> TASK ITEM:
Word for word, and without a single picture, repeat the entries.

Data records:

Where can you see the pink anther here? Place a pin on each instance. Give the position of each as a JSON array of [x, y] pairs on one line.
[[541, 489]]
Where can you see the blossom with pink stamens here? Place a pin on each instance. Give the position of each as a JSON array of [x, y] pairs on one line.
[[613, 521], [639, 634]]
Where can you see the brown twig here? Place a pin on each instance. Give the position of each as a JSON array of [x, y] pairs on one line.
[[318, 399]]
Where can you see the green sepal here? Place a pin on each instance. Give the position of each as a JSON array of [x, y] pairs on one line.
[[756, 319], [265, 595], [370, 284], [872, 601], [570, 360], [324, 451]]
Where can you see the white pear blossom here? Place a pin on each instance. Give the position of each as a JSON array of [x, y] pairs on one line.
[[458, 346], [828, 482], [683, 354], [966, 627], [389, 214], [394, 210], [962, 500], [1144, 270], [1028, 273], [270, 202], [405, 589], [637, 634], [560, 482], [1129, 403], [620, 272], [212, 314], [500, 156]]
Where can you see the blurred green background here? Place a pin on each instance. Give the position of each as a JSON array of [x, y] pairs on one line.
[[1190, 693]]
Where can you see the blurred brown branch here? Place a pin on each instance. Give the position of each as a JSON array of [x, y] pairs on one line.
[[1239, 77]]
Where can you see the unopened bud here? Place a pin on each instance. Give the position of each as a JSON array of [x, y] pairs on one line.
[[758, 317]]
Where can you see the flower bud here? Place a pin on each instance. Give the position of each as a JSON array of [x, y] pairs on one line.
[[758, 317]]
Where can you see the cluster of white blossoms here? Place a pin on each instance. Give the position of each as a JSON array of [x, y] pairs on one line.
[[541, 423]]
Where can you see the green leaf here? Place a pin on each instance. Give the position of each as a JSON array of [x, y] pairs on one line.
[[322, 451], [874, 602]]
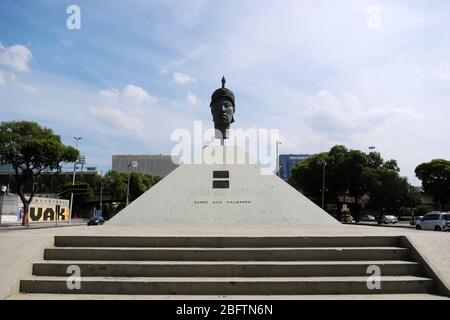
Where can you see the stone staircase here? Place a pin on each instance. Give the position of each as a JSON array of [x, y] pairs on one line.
[[227, 266]]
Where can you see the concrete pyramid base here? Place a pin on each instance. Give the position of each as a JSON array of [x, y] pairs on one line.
[[246, 194]]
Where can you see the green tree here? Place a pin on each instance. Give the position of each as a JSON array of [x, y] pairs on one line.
[[435, 177], [354, 173], [31, 150]]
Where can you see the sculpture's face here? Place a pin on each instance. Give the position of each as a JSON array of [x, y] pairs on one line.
[[222, 110]]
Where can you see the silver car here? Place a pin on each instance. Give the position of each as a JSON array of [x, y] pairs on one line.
[[389, 219], [436, 220]]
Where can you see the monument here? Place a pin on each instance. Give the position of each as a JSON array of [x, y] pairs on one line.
[[222, 109], [225, 192]]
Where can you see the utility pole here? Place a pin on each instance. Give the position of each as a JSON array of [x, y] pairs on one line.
[[323, 163], [101, 195], [132, 164], [73, 180], [277, 171]]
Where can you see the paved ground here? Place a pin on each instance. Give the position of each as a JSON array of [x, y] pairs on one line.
[[41, 225], [236, 298], [19, 248]]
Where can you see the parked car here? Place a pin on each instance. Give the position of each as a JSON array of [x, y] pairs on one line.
[[436, 220], [388, 219], [367, 217], [95, 221], [413, 222], [347, 218]]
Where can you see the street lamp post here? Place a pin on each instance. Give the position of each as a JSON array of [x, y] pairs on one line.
[[101, 195], [277, 171], [132, 164], [73, 180], [323, 163]]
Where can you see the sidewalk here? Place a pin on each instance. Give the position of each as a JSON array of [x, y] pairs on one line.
[[42, 225]]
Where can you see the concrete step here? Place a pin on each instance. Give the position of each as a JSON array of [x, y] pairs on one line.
[[229, 254], [350, 297], [227, 285], [225, 268], [225, 242]]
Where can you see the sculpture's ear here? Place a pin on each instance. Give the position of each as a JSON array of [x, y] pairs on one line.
[[232, 118]]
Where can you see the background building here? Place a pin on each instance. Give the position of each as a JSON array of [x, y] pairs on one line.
[[155, 165], [287, 161]]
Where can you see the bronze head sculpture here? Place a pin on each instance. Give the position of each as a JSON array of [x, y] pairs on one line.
[[222, 109]]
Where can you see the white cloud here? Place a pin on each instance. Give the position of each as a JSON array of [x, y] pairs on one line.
[[16, 57], [2, 79], [23, 86], [337, 118], [137, 95], [192, 99], [182, 78], [131, 94], [115, 116], [111, 94]]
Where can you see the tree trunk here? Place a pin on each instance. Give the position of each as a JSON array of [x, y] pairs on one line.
[[26, 207]]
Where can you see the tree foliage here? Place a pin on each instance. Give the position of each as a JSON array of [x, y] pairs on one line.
[[31, 150], [354, 173], [435, 177]]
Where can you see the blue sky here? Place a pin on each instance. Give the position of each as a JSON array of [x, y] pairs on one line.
[[355, 72]]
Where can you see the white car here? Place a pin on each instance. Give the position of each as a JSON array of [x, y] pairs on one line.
[[438, 221], [389, 219]]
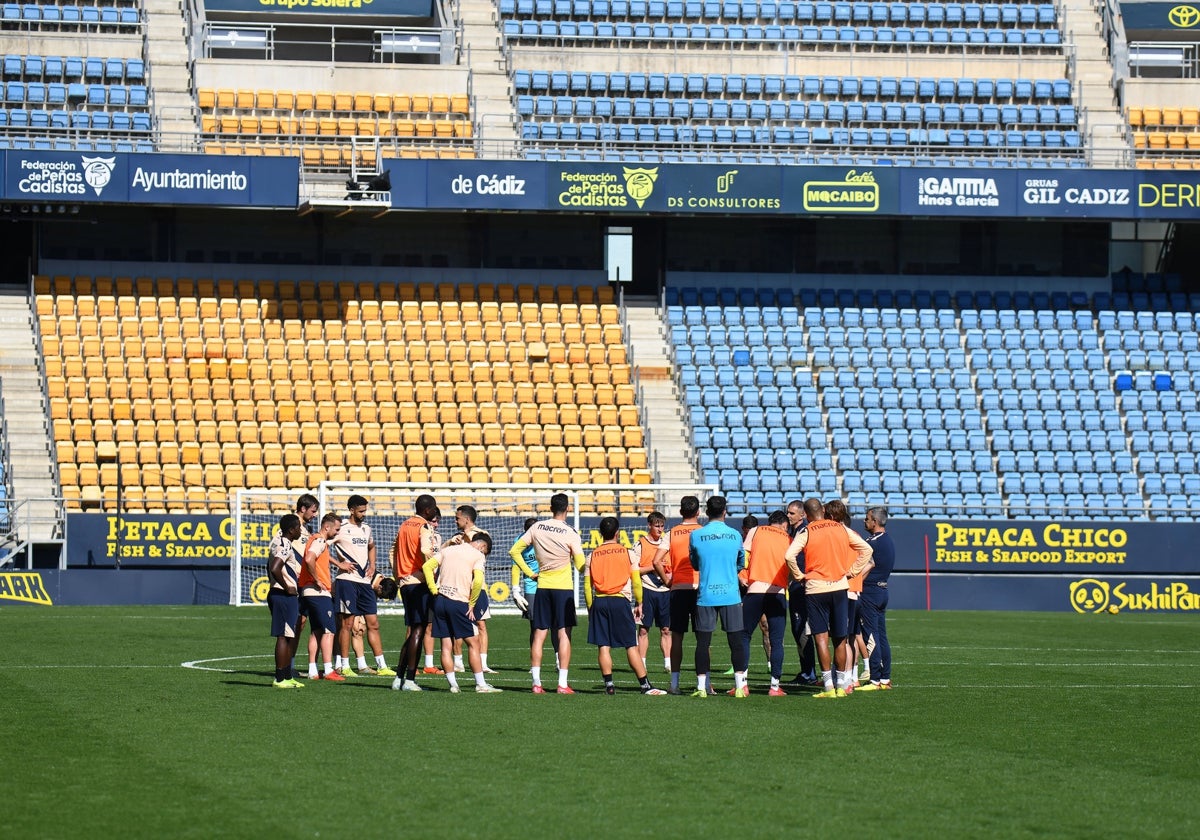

> EXERCISE RESPONSE:
Where can you see the pink anther here? Place a pin on each instance. Give the position of each as a JSON array of [x, y] pairs on one line.
[[541, 489]]
Where can you see the blossom with pink stamens here? Place a pin on each instance. Give the position of each as a JSON array of [x, y] pairs on one line.
[[613, 521], [639, 634]]
Where can you see the brown twig here? Place a pin on each instance. Give the position of each as a JSON array of [x, y] pairs on one line.
[[318, 399]]
Where can you see the green sepal here? Place a pin on each instance. Give the position of each as a JSON array of [x, y] pairs on one line.
[[756, 319], [265, 595], [370, 284], [872, 601], [570, 360], [324, 451]]
Where can you see the white pear blossom here? Place a pin on each instance. Give the position of each as a JSON array of [x, y] pairs on one line.
[[458, 346], [828, 482], [683, 354], [966, 627], [389, 214], [394, 210], [962, 500], [1144, 270], [1028, 273], [270, 202], [405, 589], [637, 634], [560, 482], [1129, 403], [620, 272], [212, 314], [500, 156]]
Where can you see the blurred green background here? Place a pin on each instance. Give the position of each as a JSON array of [x, y] pairs on one line.
[[1190, 693]]
Where can you see the blurred brown branch here? Place a pin on each instance. Give the position of each as a JSON array of [x, y] pairs on one line.
[[1239, 77]]
Where can you see the unopened bud here? Place a pin on each instance. Give the position of each as a JSON array of [x, y] pairs on one line.
[[758, 317]]
Where can you see the flower bud here? Place a pin on each instance. Give the position of each as a JSON array of [x, y] pairs on one line.
[[758, 317]]
Where can you see the cluster of white blossoms here? Place a pin on each instance. Give the position of each as a JSON array of [x, y] pairs on one line.
[[541, 423]]
Where can you see the green leaf here? Place a pin on each instance. Give the position of each as a JSON array of [x, y] pairs on one line.
[[322, 451], [874, 602]]
Where can you see the stone staircase here? Place a pin on each instance. Give the position of each as a JSON array of [x, y] pairs on one line.
[[227, 266]]
Where can you see the concrete pyramid base here? Place a pin on each instance. Give the position of each as a JSON array of [x, y] pairs on one line.
[[246, 194]]
Where can you see the green tree here? Place a pin on each instance. Give the position of each as a JSON array of [x, y] pairs on one line.
[[435, 177], [354, 173], [31, 150]]
Where can you see the sculpture's face here? Place a pin on each instance. Give the position of each as a JSON array of [x, y] pairs on one line.
[[222, 110]]
Where can you see the silver car here? Place a pin on each instance. Give the position of each as a JSON array of [x, y] pairs on one line.
[[389, 219], [436, 220]]
Where can you see the monument here? Place a pin on each instance. Give the position of each as a JSON array of [x, y] pairs on one line.
[[222, 109], [225, 192]]
Where can you see the utility pole here? Place a pin on each instance. Give the position of each as a JSON array of [x, y] pairs on one line.
[[323, 163], [101, 195], [132, 164], [73, 180], [277, 171]]
Where can you see the paved ground here? Place a pin on each instance. Give the position of each as a JSON array of [x, y] pairs on one line.
[[41, 225], [236, 298], [19, 248]]
Where can you see the parked car here? Place a pin on each instance. Give the position of each as a JSON array of [x, y] pairs on one line.
[[436, 220], [388, 219], [367, 217], [95, 221], [413, 222], [347, 218]]
Where can you see the street lamp post here? Place a pin on each instance. Give the position of each as a JSON array of [x, y] pairs on one line.
[[101, 195], [277, 171], [132, 164], [73, 180], [323, 163]]
Where can you see the sidewalk here? Place a pin on each instance. Give the position of each as a JSON array of [x, y] pairs on one line.
[[42, 225]]
Where can you see the concrete step here? Place a pin on each instance. Give the position of each as a JSON array of [x, y] pairs on one line.
[[229, 254], [350, 297], [227, 285], [225, 268], [225, 242]]
Where can you see the sculpture's ear here? Place a pin on each instance. Give the position of each as a JSON array of [x, y] pairs on one line.
[[232, 118]]
Where can you see the background building here? Place a pin on each instance. Give the position of each as a JSON array of [x, y] pairs on one line.
[[155, 165], [287, 161]]
Where can you see the bronze head sculpture here? Place a pin on each instance. Give the position of each as a JSON array of [x, y] pairs on one line.
[[222, 109]]
Where can you see the white cloud here? Place a pin on each instance. Give the position of each as a JSON array of [x, y] pairs on one line.
[[16, 57], [2, 79], [23, 86], [337, 118], [137, 95], [192, 99], [182, 78], [131, 94], [115, 116], [111, 94]]
Where can you see the tree trunk here? Place a pin on each instance. Give the position of each as a JSON array of [x, y] pairs on one line.
[[26, 207]]
Where can you see the tree foliage here? Place a pin on each instance. Give the position of each as a JSON array of [x, y] pairs on one line.
[[31, 150], [354, 173], [435, 177]]
Where can you see the blue sky here? Place a pin on each instance. Give the position of each as a JSON array of [x, y] pairs on one line.
[[355, 72]]
Where can you see the white car here? Place a pin on each instance. Give the position of each as a JSON array of [x, y] pairs on one line.
[[438, 221], [389, 219]]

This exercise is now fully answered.